» REQUEST 1
Please render this sentence from the review of Zindagi into Spanish: "She is brave, honest, hardworking and extremely lovable."

Blogadda Who are you reading today?

Visit to discover Indian blogs

Monday, 11 October 2010

Drama galore (Zindagi)

The best thing about Ramanand Sagar's Zindagi is Vyajyanthimala. Not only is she ravishing and dances like a dream, she actually makes you sit up and take note of her histrionic skills. She is utterly believable as the sensible Beena who reasons with her mother that acting as a profession needn't be slighted at. When she is loathe to barter her love for the sake of easy money, you really feel like lauding her wholeheartedly. She is brave, honest, hardworking and extremely lovable.
Till the time she makes the misjudgement of promising her husband and his father that she will never meet the man who is nothing but a well wisher. Silly as the ground of this promise is, she also loses her admirable persona as she silently accepts the accusations pummeled at her by her foolish husband. She weeps and laments in her mother's house, praying day in and day out to be reunited with the man, who in my eye, needs nothing but rude remonstrances. But then, Zindagi would have been different if I were to play my tricks...
This 1964 family drama is very long, with tedious and redundant ending, but the reason why I like it because somewhere at the back of my mind I knew from the very beginning that the cast will not disappoint. And they don't. Predictable as it may sound, the film starts happily, followed by loads of problems and miscommunications and then ending in a halcyon manner. So, I go to sleep happy that all is well.
Beena (Vyajayanthimala) takes up a job of an actress (a profession respected women those days did not get into) against the better judgement of her mother (Leela Chitnis). There she is trained by Gopal (Raj Kumar), the man who she sees as a mentor, but who soon starts adoring her secretly. Ratanlal (Hiralal), the patron of the drama company also eyes her lustfully (something that this young woman senses in the first meeting itself), resulting in Beena treating him with disinterest. This angers the malicious Ratanlal. He orders local goons to abduct her. While they are at it, Beena's screams attract Rajan (Rajendra Kumar) who is lazing nearby on his motorcycle with his dog, Honey (this German Shephard is too endearing). Rajan rescues the damsel in distress and love blooms (that's a given). A lovely song is sung by Rajan (the music by Shankar Jaikishan is very good) called Pehley miley the sapno mein (Mohd Rafi of course) appreciating Beena's beauty and charm. While they promise true love and companionship to each other, the match is opposed by Raibahadur Gangasaran (Prithviraj Kapoor, ah! I loved him), Rajan's father, because of the lack of propriety of Beena's trade. Though he relents to his son's wishes to meet Beena, he treats her in a condescending manner when she comes to do so. He offers her a hefty price to abandon Rajan. Beena, a sensible woman that she is, does not keep quiet. She makes it clear that her love is not for sale and walks off. Later she decides to leave Rajan because the status barriers are too high. Here I feel there is a similarity between her and Anarkali, the character of the doomed courtesan she is portraying in a drama. When she sings Hum pyar ka sauda kartey hain ek baar you almost feel it sounds like Pyar kiya to darna kya in the happy version and Mohabbat ki jhoothi kahani pe roye in the sad. Here the music directors combined both the feels of the songs from Mughal-e-Azam in one catchy number.

» ENTRIES SHOWN

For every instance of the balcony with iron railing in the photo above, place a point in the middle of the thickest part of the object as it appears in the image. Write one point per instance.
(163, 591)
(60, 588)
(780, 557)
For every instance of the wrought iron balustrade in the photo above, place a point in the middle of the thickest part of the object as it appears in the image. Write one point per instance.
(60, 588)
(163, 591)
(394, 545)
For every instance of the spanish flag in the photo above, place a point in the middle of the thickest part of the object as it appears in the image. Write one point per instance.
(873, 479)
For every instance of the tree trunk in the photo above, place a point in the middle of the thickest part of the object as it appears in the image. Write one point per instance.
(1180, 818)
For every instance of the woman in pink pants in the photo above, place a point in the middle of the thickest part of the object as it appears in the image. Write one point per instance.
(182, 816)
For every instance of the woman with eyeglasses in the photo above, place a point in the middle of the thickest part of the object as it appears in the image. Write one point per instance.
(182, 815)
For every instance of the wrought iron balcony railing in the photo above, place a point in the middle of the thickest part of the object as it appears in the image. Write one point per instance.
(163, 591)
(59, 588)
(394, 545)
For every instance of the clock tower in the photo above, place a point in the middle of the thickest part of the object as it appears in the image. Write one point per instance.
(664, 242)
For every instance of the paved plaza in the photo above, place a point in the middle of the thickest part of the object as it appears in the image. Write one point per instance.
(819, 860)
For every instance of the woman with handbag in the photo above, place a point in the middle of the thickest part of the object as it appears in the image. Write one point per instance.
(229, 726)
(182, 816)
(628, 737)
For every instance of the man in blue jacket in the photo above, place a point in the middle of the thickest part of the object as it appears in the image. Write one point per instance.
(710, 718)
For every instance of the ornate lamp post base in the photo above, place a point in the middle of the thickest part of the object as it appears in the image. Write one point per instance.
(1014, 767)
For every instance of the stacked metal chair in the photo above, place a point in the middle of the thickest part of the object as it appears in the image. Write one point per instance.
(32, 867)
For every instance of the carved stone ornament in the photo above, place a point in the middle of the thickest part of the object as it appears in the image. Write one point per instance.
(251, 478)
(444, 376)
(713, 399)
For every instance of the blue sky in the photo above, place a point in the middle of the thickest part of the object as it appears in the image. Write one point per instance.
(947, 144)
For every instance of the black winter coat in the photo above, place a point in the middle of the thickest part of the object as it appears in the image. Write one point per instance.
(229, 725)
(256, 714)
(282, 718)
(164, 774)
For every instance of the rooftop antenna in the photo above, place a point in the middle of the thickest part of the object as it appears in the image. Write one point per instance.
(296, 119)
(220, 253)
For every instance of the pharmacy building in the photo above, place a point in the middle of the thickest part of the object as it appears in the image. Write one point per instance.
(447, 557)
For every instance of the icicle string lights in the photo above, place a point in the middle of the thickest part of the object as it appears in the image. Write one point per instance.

» REQUEST 2
In the listing, swap "tree trunk" for "lamp post" in the lines between the one holding "For every instance of the spanish" and the one holding "(1180, 818)", inclusive. Return only those lines, leaving everything else unchanged.

» CORRECT ANSWER 1
Es valiente, honesta, trabajadora y sumamente adorable.

» CORRECT ANSWER 2
For every instance of the spanish flag in the photo above, place a point in the middle of the thickest part of the object as it appears in the image. Write one point per instance.
(873, 479)
For every instance of the lamp post in the photo above, place a point in the middle of the thickest part of the object as it appears in the image. Write one point per instance.
(1180, 818)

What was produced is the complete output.